Opdracht 1
Geef uit de tekst over Vught het stuk van "Vught had ook" tot en met "met ’s-Hertogenbosch en Boxtel." woordelijk weer.

Aangeleverde tekst
Vught had ook voordeel van de ligging nabij Den Bosch en de goede infrastructuur: vanaf 1741 was de stad begonnen met de bestrating van de belangrijke verbinding naar Eindhoven (en Luik). In Vught kruiste deze nieuwe steenweg een tweetal onverharde wegen: de Loonsche Baan (onderdeel van de route Antwerpen-Breda-Den Bosch-Nijmegen-Kleef) en de Helvoirtsche Weg (richting Tilburg). In 1868 kreeg Vught ook een spoorverbinding met ’s-Hertogenbosch en Boxtel.
Het “knooppunt” leverde Vught extra bedrijvigheid op. In 1791 waren er maar liefst dertien tappers en herbergiers op ongeveer 1.300 inwoners. Dat aantal had overigens ook te maken met de hoge accijnzen op bier en wijn in de stad.
De aanwezigheid van meer dan twintig buitenplaatsen leverde de dienstverleners nog eens extra omzet op. Aanzienlijke families zoals de Martini’s en de Van Rijckevorsels, speelden een belangijke rol in de ontginning van woeste gronden. Zij brachten grote heidepercelen in cultuur door deze met bomen te beplanten.

[Verzamelde gegevensregels]

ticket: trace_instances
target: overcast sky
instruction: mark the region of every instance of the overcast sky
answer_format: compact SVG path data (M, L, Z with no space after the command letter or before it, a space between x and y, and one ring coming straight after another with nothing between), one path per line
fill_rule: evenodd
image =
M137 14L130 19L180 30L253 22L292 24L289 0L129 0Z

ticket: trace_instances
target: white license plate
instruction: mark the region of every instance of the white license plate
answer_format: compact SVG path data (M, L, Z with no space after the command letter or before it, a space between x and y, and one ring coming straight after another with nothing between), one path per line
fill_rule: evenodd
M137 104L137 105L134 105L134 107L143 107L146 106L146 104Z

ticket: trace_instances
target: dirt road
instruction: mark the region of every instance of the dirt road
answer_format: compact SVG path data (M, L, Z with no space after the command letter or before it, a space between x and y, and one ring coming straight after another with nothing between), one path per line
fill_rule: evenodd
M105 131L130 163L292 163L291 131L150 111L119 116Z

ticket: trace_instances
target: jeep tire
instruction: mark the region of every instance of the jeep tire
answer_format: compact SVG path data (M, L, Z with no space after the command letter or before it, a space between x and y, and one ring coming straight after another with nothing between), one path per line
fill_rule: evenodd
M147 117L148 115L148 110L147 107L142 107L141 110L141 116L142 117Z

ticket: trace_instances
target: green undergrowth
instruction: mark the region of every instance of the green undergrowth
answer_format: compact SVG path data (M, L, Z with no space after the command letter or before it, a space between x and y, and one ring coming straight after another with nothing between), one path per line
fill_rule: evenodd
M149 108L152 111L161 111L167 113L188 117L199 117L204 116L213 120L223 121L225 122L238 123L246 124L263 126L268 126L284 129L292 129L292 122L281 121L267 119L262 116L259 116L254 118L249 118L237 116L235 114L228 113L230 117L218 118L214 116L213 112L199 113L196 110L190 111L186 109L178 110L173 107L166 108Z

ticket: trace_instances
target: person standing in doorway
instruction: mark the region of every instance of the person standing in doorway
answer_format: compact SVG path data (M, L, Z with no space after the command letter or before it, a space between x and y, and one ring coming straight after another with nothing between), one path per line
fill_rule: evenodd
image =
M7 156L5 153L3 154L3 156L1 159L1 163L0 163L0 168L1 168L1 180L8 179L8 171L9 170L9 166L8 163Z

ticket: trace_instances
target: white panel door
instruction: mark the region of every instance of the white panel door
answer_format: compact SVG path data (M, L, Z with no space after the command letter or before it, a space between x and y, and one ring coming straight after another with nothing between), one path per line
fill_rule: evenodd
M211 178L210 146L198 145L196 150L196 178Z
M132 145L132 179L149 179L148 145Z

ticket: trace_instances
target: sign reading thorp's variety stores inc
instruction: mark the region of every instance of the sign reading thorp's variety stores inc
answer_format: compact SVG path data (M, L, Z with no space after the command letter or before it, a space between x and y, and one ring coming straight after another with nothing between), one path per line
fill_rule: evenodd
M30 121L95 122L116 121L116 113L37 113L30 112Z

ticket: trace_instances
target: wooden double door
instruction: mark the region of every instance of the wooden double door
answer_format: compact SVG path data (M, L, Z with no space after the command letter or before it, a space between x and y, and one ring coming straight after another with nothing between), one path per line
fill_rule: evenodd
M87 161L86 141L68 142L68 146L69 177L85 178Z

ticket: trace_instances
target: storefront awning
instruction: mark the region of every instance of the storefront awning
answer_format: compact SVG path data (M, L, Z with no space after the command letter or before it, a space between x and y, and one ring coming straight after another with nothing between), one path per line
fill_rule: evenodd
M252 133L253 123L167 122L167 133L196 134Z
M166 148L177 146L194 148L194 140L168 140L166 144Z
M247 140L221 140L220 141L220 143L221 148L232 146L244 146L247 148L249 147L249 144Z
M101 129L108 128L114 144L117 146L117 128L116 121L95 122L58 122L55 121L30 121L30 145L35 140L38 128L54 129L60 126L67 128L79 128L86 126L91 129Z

Opdracht 2
Geef de regels van de rijen vanaf het begin tot en met de regel met "instruction: mark the region of every instance of the overcast" ongewijzigd terug.

Verwacht antwoord 1
Vught had ook voordeel van de ligging nabij Den Bosch en de goede infrastructuur: vanaf 1741 was de stad begonnen met de bestrating van de belangrijke verbinding naar Eindhoven (en Luik). In Vught kruiste deze nieuwe steenweg een tweetal onverharde wegen: de Loonsche Baan (onderdeel van de route Antwerpen-Breda-Den Bosch-Nijmegen-Kleef) en de Helvoirtsche Weg (richting Tilburg). In 1868 kreeg Vught ook een spoorverbinding met ’s-Hertogenbosch en Boxtel.

Verwacht antwoord 2
ticket: trace_instances
target: overcast sky
instruction: mark the region of every instance of the overcast sky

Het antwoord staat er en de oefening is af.